> **Data for analysis**:
++++++++++

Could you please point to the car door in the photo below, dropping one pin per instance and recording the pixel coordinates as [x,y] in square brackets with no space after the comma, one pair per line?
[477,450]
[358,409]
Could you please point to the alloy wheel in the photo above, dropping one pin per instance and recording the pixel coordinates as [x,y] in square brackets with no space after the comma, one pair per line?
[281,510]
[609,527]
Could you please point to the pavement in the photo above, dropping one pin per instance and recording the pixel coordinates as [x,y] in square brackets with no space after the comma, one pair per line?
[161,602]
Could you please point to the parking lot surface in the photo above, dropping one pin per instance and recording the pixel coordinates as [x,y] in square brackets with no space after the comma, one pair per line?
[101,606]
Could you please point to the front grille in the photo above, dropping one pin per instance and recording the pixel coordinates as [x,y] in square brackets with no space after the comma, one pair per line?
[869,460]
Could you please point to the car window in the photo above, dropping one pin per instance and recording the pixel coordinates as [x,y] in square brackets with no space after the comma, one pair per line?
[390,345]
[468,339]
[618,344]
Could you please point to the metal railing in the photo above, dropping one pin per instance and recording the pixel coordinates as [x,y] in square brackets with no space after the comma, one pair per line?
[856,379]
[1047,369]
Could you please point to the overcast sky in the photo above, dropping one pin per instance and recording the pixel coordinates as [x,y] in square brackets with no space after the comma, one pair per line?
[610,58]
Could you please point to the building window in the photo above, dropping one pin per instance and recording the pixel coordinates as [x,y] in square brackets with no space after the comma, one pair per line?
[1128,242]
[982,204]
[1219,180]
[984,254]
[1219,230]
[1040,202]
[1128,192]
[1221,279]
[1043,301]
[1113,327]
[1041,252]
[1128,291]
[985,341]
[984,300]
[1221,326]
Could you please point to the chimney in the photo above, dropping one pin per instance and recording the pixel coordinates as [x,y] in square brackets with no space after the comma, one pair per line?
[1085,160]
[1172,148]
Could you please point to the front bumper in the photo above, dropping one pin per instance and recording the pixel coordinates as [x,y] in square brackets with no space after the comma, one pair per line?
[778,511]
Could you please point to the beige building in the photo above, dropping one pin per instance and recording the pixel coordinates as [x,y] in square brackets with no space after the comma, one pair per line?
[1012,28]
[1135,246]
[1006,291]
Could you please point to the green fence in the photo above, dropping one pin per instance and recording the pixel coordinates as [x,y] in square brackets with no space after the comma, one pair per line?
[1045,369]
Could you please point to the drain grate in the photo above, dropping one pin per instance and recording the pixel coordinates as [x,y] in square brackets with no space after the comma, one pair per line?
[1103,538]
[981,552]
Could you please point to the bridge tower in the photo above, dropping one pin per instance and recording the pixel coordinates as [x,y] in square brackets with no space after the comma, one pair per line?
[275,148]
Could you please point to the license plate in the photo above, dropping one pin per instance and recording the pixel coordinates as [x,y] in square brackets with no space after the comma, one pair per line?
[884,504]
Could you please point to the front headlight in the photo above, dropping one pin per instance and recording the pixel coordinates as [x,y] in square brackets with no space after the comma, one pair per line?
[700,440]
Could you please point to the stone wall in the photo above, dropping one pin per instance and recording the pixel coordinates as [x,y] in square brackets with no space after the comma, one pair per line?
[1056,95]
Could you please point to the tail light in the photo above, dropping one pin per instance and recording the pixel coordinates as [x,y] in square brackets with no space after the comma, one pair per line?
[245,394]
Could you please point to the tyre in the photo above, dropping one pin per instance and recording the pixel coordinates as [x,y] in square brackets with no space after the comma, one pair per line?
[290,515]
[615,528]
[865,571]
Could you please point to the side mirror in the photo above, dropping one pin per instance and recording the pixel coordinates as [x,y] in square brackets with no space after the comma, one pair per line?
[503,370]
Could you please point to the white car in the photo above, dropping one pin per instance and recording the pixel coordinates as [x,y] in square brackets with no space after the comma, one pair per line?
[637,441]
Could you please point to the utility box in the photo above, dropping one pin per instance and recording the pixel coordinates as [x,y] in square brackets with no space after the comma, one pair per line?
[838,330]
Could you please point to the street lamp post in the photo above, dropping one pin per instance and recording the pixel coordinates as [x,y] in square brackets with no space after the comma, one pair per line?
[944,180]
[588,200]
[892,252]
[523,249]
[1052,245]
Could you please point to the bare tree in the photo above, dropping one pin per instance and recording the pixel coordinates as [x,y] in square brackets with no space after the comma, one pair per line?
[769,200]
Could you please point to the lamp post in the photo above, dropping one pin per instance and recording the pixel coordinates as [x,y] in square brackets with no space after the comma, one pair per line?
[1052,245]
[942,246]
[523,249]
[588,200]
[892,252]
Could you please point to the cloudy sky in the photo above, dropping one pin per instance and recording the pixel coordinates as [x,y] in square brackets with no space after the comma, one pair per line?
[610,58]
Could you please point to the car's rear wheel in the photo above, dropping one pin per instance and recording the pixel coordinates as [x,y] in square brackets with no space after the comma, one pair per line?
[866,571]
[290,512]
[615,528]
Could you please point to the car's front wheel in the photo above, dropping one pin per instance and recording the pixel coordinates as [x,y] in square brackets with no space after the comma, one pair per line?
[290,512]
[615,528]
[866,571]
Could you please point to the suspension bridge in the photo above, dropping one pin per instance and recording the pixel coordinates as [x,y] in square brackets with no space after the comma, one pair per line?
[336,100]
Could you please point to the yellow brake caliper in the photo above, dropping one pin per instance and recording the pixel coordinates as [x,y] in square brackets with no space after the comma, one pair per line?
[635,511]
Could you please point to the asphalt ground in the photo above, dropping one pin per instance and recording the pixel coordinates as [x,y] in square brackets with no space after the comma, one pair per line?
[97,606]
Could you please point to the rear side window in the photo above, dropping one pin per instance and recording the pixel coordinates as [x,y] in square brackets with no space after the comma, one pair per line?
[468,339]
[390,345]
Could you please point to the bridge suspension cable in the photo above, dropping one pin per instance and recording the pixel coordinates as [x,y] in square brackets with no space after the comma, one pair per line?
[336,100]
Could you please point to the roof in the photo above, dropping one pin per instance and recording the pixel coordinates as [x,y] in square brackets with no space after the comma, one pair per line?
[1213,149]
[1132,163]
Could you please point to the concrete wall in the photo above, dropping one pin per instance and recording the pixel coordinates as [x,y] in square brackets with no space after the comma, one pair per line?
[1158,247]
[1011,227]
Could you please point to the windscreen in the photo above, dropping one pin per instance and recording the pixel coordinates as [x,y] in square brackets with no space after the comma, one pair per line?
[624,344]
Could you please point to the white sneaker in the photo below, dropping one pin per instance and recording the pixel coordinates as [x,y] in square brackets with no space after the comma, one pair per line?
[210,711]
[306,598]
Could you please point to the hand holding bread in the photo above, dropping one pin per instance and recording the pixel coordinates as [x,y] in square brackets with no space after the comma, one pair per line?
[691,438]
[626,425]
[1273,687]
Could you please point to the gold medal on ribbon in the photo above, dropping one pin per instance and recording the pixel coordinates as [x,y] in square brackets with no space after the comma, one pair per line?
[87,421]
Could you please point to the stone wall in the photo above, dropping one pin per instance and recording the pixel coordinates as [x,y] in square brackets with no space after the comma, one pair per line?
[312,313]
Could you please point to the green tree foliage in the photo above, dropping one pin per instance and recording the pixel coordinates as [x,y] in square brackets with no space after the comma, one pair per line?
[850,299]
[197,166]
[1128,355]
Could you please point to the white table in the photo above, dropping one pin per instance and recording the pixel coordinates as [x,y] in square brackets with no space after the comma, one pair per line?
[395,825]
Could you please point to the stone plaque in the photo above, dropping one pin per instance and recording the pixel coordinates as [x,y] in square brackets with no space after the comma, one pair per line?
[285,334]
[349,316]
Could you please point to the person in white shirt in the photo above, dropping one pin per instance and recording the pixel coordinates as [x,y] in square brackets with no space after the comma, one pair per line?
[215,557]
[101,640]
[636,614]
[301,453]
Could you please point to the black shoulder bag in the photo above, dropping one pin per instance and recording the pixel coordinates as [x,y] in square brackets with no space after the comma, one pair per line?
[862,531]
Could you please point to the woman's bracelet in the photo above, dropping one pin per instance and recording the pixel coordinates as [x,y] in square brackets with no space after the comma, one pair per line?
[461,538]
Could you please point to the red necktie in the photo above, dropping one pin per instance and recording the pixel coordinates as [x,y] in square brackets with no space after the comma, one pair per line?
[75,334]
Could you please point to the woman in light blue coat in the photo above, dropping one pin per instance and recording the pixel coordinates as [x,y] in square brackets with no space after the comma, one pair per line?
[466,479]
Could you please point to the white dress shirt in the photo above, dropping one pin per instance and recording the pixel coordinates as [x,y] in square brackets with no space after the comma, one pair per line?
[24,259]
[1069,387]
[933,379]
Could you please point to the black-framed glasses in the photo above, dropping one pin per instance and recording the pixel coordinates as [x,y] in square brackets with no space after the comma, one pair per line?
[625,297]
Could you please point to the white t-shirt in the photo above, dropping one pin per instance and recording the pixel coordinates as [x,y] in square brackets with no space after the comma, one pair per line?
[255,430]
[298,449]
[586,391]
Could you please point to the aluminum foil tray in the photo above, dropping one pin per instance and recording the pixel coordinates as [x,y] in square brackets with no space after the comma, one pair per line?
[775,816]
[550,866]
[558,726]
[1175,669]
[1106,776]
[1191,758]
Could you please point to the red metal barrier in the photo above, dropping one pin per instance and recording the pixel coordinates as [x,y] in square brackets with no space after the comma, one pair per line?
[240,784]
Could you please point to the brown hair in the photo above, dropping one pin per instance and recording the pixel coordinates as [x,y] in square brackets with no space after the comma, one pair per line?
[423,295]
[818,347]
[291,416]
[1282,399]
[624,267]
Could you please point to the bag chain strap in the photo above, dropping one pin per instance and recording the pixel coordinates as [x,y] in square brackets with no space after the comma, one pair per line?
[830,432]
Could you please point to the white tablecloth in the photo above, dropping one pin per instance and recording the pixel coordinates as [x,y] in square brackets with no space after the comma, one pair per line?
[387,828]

++++++++++

> **Requirement**: Everything from the line that has "Could you please point to the red metal" to the final line above should be retyped exactly, and nothing else.

> **Task solution**:
Could you please point to the red metal barrier in the photo above, dropping one pin per instance and recording the pixel coordinates as [x,y] in square brackets with no space after the comma, one pair per line?
[240,784]
Could you please point to the brown hair in the photo above, dropping one pin per instance and recording the pixel coordinates as [x,y] in square brackets with no space after the comma, one pair per line?
[423,295]
[818,347]
[291,416]
[1282,399]
[624,267]
Could you please point to the bag chain strap in the photo above, dropping one pin per instance and recording the pixel coordinates as [x,y] in square brackets with no space after the comma, one pair per line?
[830,432]
Could you please point to the white tablecloth in the photo above, dropping one pin per instance and recording the pixel coordinates as [x,y] in square brackets with no space after the comma, one pair per line?
[387,828]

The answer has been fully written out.